TEXTO DO EXERCÍCIO |
A ação foi apresentada pela procuradora da República Luciana Loureiro, que entendeu ter o Ministério da Saúde entre 2016 e 2018 – período da gestão de Barros – descumprido decisões judiciais que determinavam o fornecimento de remédios a pacientes com doenças raras e retardado aquisição de itens, além de pagar antecipadamente R$ 19,9 milhões à Global, que mesmo assim não foi capaz de entregar o encomendado.
A empresa teria oferecido o menor preço, mas não tinha os produtos para entregar. A solução era chamar a segunda colocada, mas Barros teria insistido na Global e – guarde esse detalhe – pressionado servidores do Ministério da Saúde nesse sentido.
Voltando ao caso Covaxin, um contrato não é simplesmente assinado e ponto final. É preciso passar pela rotina burocrática. É algo que muitas vezes favorece a corrupção e “encarece” o custo final do produto quando vendido ao setor público. Parece que, nesse caso, o que houve foi o inverso. O contrato de compra da vacina chegou até Luis Ricardo, responsável pela liberação de importações de insumos no Ministério da Saúde. Ele verificou, entre outras irregularidades, uma clara fraude na nota fiscal (“invoice”, no jargão da área), onde aparecia o nome de outra empresa – não integrante do contrato –, a Madison Biotech, para a qual se previa, inclusive, pagamento adiantado de mais de R$ 220 milhões.
A desconfiança de coisa errada se torna indício de corrupção, então, quando se descobre que a Madison Biotech tem sede em Cingapura e, conforme apuração in loco do jornal O Globo, tem um escritório de contabilidade em seu endereço. Um típico caso de empresa de fachada offshore. Cingapura é uma cidade-Estado, considerada um paraíso fiscal.
Luis Ricardo conversou sobre o imbróglio com o irmão deputado e da base do governo. Em março, ambos tiveram uma reunião presencial com Jair Bolsonaro e o informaram da fraude. O mesmo parlamentar – a muito custo, diga-se – foi quem confirmou que o presidente lhe disse, na ocasião, que o rolo seria “coisa do Ricardo Barros” e que, se mexesse nisso, iria “dar merda”.
No encontro, Bolsonaro garantiu que acionaria a Polícia Federal, mas não há nenhuma indicação de que isso ocorreu. Pelo contrário, parece permanecer omisso e o contrato continua vigente, não tendo adotado nenhuma providência. No fim do mesmo mês, Luis Ricardo foi ouvido pelo Ministério Público Federal (MPF) e relatou ter sofrido pressão atípica de superiores para acelerar a importação da Covaxin.
Um plot twist na CPI
Avanço de mais de três meses na linha do tempo. A CPI do Senado está em meio a debates sobre as “terraplanices” do governo no combate à pandemia, com cientistas renomados internacionalmente tendo de “debater” com políticos que se baseiam em fake news enviadas pelo WhatsApp.
Chega à CPI a informação sobre o depoimento ao MPF e os senadores decidem convocar os Miranda. Concursado na União desde 2011, Luis Ricardo surge como o servidor público exemplar, que não se verga a “jeitinhos” na administração. Seu irmão deputado, ao contrário, é uma figura com um passado bem contestável e uma folha corrida extensa com a Justiça, seja a comum ou a eleitoral. Bolsonarista “raiz” até o mês passado – basta conferir suas postagens nas redes sociais –, abriu o jogo sobre a conversa com o presidente de meses atrás e revelou o nome de Ricardo Barros à comissão. Mais: em entrevista no dia seguinte, deu a entender que tem provas, caso Bolsonaro o tente desmentir.
A fala dos Miranda na sexta-feira, 25, como sentenciou a senadora Simone Tebet (MDB-MS), foi um divisor de águas na CPI da Pandemia. A partir de agora, sai da pauta a apuração do negacionismo, que poderia gerar certa dificuldade de compreensão sobre um eventual dolo das autoridades envolvidas, inclusive o presidente; entra em questão a busca para saber qual era a disposição pela aprovação da compra em tempo recorde – inclusive com a atuação direta do Planalto – de um produto mais caro do que a média e o qual o governo menosprezou por tanto tempo: a vacina no braço de brasileiras e brasileiros.

INFORMAÇÕES EXTRAÍDAS |

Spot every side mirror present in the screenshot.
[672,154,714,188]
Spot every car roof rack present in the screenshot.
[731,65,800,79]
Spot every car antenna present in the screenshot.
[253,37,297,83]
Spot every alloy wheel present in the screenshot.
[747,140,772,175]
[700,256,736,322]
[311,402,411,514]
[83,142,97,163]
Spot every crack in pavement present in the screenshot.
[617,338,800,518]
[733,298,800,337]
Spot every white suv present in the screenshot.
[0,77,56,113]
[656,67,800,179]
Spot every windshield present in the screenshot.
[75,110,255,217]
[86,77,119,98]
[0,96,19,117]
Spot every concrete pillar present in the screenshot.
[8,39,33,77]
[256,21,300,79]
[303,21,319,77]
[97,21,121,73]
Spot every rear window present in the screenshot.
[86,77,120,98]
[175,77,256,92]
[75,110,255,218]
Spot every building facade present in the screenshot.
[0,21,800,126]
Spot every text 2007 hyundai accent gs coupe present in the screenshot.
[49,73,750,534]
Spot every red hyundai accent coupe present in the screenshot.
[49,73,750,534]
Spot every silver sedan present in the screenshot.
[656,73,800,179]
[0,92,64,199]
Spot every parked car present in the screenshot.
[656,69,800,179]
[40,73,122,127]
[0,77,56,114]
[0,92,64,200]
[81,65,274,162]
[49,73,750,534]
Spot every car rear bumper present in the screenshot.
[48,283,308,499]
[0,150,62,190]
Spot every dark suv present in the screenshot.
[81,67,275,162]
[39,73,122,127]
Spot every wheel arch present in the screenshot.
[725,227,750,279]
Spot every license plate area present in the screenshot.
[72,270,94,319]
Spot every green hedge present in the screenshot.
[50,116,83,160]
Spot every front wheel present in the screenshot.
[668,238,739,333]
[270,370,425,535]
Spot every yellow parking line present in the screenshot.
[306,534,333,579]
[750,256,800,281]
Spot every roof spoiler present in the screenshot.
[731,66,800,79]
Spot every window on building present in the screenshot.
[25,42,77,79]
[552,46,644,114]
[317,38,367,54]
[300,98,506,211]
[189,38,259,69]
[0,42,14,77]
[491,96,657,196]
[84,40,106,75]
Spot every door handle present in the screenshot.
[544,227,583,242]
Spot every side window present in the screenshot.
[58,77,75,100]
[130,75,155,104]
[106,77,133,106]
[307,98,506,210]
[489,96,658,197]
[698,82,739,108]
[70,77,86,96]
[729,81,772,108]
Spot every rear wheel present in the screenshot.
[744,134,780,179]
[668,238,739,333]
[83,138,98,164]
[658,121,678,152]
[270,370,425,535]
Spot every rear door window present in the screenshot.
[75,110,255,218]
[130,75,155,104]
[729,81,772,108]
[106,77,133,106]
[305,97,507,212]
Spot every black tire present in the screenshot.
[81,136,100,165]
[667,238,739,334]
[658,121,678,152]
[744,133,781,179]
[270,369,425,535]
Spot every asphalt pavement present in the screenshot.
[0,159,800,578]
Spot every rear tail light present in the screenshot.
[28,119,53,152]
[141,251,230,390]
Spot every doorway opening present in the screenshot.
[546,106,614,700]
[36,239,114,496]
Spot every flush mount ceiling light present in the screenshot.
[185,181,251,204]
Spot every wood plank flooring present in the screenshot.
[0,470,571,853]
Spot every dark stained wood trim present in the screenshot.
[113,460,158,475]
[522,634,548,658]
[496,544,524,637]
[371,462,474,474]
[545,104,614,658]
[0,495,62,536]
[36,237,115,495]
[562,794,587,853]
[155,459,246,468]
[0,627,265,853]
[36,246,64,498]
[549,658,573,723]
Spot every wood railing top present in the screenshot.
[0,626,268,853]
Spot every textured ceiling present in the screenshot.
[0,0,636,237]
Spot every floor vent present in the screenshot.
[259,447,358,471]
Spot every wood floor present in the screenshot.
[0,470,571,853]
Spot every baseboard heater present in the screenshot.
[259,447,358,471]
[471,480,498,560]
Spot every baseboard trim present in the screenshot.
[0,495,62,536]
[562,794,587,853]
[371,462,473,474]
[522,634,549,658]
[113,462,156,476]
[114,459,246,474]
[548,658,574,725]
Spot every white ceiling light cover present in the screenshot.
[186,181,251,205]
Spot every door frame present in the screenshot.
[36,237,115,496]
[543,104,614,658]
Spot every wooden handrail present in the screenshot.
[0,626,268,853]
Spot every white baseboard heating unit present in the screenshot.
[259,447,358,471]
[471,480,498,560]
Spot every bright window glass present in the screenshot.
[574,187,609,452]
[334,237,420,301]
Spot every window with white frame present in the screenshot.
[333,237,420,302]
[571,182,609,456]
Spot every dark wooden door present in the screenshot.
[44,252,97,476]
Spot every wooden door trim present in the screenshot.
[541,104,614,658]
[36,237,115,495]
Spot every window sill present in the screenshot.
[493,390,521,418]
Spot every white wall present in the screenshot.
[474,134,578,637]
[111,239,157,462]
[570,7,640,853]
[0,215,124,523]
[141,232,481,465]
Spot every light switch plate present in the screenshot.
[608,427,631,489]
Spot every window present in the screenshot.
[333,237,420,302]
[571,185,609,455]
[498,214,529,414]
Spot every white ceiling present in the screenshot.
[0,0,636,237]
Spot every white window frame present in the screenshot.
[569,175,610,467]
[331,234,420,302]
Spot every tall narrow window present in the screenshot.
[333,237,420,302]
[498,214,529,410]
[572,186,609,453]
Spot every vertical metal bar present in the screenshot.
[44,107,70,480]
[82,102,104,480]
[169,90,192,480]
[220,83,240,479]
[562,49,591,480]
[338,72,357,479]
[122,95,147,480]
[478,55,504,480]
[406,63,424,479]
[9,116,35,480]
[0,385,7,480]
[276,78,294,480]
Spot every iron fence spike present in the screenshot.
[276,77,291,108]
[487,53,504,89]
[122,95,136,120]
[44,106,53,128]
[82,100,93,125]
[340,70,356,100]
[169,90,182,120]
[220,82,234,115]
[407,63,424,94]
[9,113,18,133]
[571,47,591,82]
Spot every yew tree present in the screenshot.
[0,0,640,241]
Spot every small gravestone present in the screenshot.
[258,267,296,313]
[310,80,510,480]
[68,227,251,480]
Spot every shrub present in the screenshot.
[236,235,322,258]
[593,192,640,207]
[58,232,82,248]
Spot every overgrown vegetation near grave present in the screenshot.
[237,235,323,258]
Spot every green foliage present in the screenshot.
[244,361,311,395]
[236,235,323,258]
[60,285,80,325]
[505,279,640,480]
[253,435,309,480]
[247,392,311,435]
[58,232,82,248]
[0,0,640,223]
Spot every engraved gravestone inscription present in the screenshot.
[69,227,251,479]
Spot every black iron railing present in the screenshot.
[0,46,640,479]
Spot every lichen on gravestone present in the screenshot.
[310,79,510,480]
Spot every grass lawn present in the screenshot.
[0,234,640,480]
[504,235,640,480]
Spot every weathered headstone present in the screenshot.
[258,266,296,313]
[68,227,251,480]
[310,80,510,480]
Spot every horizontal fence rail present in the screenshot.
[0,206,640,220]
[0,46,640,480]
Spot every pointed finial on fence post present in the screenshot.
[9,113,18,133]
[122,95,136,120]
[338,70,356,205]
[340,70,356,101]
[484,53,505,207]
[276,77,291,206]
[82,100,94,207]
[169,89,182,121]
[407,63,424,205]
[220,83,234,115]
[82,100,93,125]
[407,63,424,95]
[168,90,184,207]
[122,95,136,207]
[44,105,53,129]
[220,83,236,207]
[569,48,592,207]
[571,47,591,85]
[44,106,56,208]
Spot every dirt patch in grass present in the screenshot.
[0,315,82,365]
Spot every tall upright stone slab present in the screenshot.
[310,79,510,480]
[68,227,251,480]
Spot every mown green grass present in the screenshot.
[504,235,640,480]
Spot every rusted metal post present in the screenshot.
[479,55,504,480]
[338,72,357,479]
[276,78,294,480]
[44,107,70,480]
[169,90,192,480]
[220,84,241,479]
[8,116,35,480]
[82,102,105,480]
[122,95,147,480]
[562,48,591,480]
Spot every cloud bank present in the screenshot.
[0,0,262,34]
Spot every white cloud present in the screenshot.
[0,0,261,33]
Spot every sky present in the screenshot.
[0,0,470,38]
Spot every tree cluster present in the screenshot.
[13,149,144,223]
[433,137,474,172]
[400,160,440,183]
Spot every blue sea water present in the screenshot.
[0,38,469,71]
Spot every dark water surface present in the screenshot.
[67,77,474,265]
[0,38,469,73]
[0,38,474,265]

ENUNCIADO | Liste, por favor, todas as pessoas que o texto sobre o caso Covaxin identifica individualmente pelo nome próprio.

RESPOSTA DO EXERCÍCIO |
Luciana Loureiro
Ricardo Barros
Luis Ricardo
Jair Bolsonaro
Simone Tebet